### Zu bearbeitende Aufgaben
a - Was ist laut der staatlichen Kommission, die im Textauszug zur Sicherheit der Biotechnik zitiert wird, gerade das Ziel der Laborversuche?
b - Führe den Textauszug zur Sicherheit der Biotechnik nach seinem letzten Satz weiter.

### Textauszug

Deswegen ergänzt diese Disziplin auch ihr technologisches Selbstbewußtsein durch einen eigentümlich abstrakten Verdacht gegen ihre praktischen Errungenschaften. Sie ist sich dessen, was sie anrichtet, nicht vollständig sicher; und das macht - weil auf kein anwendbares Resultat verzichtet werden soll - ihr fachspezifisches Sicherhe itsproblem aus. So äußert sich z.B. die staatliche "Zentrale Komission für Biologische Sicherheit" zu den Vorgängen in den Labors folgendermaßen:

"Wenn es auch nicht das Ziel der Versuche ist, wird bei den Versuchen jederzeit die Möglichkeit in Kauf genommen, daß Krankheitserreger entstehen. Die Entstehung neuer Organismen ist ja gerade das Ziel dieser Versuche, und mit den neukombinierten Organismen wird im Ablauf der Versuche auch gearbeitet...", wobei "... auch sicher mit einer statistischen Wahrscheinlichkeit zu erwarten ist, daß Krankheitserreger entstehen."

Und die einschlägigen Ausführungen der "Enquete-Komission" über Sicherheitsfragen lesen sich - wenn man nur will - wie ein heimlicher Katalog, mit welchen bekannten und unbekannten, sicheren und möglichen Folgen die Biotechniker alles kalkulieren, wenn sie Viren präparieren, Bakterien klonen, neue Zellkulturen mixen oder genetisch manipulierte Organismen in die Freiheit entlassen: Wo mit pathogenen Zellstücken und ihrer Vermehrung gearbeitet wird, können 'pathogene Keime' freigesetzt werden; man muß mit 'unuorhersehbaren gefährlichen Eigenschaften' rechnen, weil sich die verschiedenen bekannten Änderungen unter Umständen zu ganz neuen biologischen Verhätnissen kombinieren; die Unterscheidung zwischen 'gesunden- und krankheitserregenden', zwischen 'sterilen und vermehrungsfähigen' Zellkulturen gerät ins Schwimmen, und die biologischen 'Sicherheitsstämme' verlieren deshalb ihre sicheren Eigenschaften; die benutzten Viren können wegen der beteiligten Agentien 'mutieren', sich 'rekombinieren' und 'komplettieren', also unerwünschte Erbinformationen und Eigenschaften zurückgewinnen oder neu entwickeln; die Entdeckung unbekannter Viren ist 'schwierig', sie zu 'bekämpfen' noch mehr; es fehlt an 'gesichertem Wissen' über die Qualitäten nicht nur 'gentechnisch modifizierter Organismen', sondern auch 'isolierter biologischer Agentien unter Laborbedingungen', an 'Erfahrungen mit freigesetzten Mutanten' usw. usw.

[Gespeicherte Einträge]

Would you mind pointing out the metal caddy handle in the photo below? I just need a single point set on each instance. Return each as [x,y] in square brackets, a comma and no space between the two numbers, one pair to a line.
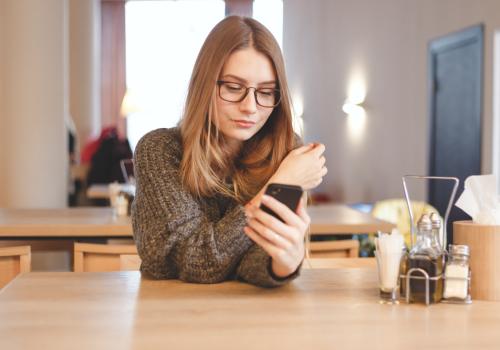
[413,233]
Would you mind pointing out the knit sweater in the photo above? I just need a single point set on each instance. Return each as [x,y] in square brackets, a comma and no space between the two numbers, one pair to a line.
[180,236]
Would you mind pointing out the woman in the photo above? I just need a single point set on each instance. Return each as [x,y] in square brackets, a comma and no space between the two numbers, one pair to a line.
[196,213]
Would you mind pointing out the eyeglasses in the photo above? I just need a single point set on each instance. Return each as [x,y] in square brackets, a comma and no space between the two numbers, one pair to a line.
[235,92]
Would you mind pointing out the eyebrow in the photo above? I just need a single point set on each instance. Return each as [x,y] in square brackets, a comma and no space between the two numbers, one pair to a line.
* * *
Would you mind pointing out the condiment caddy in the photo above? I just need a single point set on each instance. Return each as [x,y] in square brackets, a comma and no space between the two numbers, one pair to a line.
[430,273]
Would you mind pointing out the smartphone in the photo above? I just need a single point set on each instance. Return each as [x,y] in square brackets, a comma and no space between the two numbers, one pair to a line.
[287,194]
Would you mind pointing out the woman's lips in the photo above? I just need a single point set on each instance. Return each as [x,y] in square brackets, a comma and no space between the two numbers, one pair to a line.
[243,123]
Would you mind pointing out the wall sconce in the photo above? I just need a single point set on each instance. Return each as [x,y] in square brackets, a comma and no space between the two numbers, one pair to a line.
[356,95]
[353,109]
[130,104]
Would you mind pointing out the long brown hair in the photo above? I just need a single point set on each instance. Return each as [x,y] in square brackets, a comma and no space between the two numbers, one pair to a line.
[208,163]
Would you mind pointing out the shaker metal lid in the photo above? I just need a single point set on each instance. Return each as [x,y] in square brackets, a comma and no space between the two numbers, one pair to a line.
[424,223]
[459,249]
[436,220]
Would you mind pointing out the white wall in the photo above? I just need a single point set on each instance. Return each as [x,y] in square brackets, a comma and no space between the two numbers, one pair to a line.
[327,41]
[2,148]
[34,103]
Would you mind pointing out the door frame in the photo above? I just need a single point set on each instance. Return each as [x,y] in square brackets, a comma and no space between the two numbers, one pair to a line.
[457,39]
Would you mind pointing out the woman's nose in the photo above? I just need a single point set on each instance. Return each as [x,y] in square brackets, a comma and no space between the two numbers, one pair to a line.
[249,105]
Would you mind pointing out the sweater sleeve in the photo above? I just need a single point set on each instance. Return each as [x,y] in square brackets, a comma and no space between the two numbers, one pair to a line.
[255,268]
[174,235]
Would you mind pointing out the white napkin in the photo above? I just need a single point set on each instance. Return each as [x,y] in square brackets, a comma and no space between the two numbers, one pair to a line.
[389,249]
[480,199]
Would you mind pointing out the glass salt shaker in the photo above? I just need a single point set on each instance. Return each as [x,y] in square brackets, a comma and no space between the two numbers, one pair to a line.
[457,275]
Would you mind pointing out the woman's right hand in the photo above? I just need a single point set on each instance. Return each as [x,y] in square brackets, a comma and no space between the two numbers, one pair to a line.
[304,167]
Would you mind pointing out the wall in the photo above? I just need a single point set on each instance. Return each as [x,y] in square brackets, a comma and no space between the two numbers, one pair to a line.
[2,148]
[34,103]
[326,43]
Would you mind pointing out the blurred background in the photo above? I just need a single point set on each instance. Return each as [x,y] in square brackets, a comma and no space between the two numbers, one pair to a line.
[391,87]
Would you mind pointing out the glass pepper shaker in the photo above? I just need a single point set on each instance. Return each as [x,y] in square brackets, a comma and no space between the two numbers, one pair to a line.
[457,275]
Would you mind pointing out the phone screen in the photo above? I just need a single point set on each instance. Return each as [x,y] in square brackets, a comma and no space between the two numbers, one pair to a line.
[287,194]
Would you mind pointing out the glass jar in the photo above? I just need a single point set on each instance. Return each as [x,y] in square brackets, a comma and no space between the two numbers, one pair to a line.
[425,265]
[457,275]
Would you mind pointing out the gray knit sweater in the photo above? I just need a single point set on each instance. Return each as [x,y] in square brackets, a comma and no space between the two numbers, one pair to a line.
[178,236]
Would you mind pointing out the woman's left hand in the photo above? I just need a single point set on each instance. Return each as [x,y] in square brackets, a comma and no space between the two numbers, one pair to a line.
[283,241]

### Lösungen
a - Die Entstehung neuer Organismen.

b -
In dem Maße, wie Bakterienstämme gezielt medizinische Hilfsstoffe produzieren, Genpartikel zur Früherkennung- von Erbschäden- eingesetzt werden und "Tomtoffeln" von Erfolgen beim Zusammenbau neuen Erbguts auch bei höheren Lebewesen zeugen, werden diese eigentümlichen Gefahren nicht aus der Welt geschafft. Es wird mit ihnen berechnend umgegangen. Sie sind Gegenstand einer Sicherheitsdebatte, die diese in der Natur der Prozesse liegenden Wirkungen - weil unerwünscht - zu Nebenwirkungen erklärt, nicht um wirklich ihre Ungefährlichkeit zu beweisen, sondern um festzulegen, daß sie bei entsprechender Aufsicht zu verantworten seien. Zunächst einmal werden deshalb diese Besonderheiten als Schwierigkeiten besprochen, bei den gentechnologischen Laborexperimenten und ihrer Anwendung im industriellen Maßstab sowie in der Landwirtschaft einen politisch definierten Standard von 'Sicherheit' einzuhalten. Die gewußten und notwendigerweise unkalkulierbaren Abläufe gelten dabei als bloß mögliche Gefahren und werden damit einer politischen Einschätzung zugänglich, die sich des Nutzens der Sache sicher ist und in diesem Sinne eines auf jeden Fall schon weiß: So gefährlich ist das alles nicht, daß man nicht mit staatlicher Betreuung die Experimente weitertreiben und die Verfahren industriell ausbeuten könnte, die man jeweils vorhat oder beherrscht. Dem Eingeständnis, daß z. B. eine "auch nur einigermaßen sinnvolle Risikobestimmung von Zellkulturarbeiten äußerst schwer" ist, daß bei der Übertragung auf industrielle Größenordnungen ein unwägbares "scale-up-Problem" auftritt (also das Argument der statistischen Unwahrscheinlichkeit eines Schadensfalles fragwürdig wird) usw., steht als generelle Leitlinie die trockene Feststellung gegenüber, daß im Gegensatz zur

"Anfangsphase gentechnischen Experimentierens unter den Wissenschaftlern eine weitgehende Beruhigung gegenüber den Gefahren dieser Technologie eingetreten ist. Diese Beruhigung betrifft auch gentechnologische Experimente im Produktionsmaßstab." (Enquete, S. 209)

Als Begründung für diesen Glaubenssatz dient dabei ausgerechnet das Eingeständnis, daß in den Labors einigermaßen unbekümmert nach dem Prinzip: 'Erst mal probieren, dann wird sich schon rausstellen, wie gefährlich es ist', verfahren wird und daß daher jetzt statt mit Wissen mit einiger 'Erfahrung' argumentiert werden kann:

"Die Forschung, die unter besonderen Schutzmaßnahmen ablief, hatte implizit die Funktion einer Sicherheitsforschung. Es ist überaus wahrscheinlich, daß die Risiken erkennbar geworden wären, wenn es sie gäbe." (Enquete, S. 195)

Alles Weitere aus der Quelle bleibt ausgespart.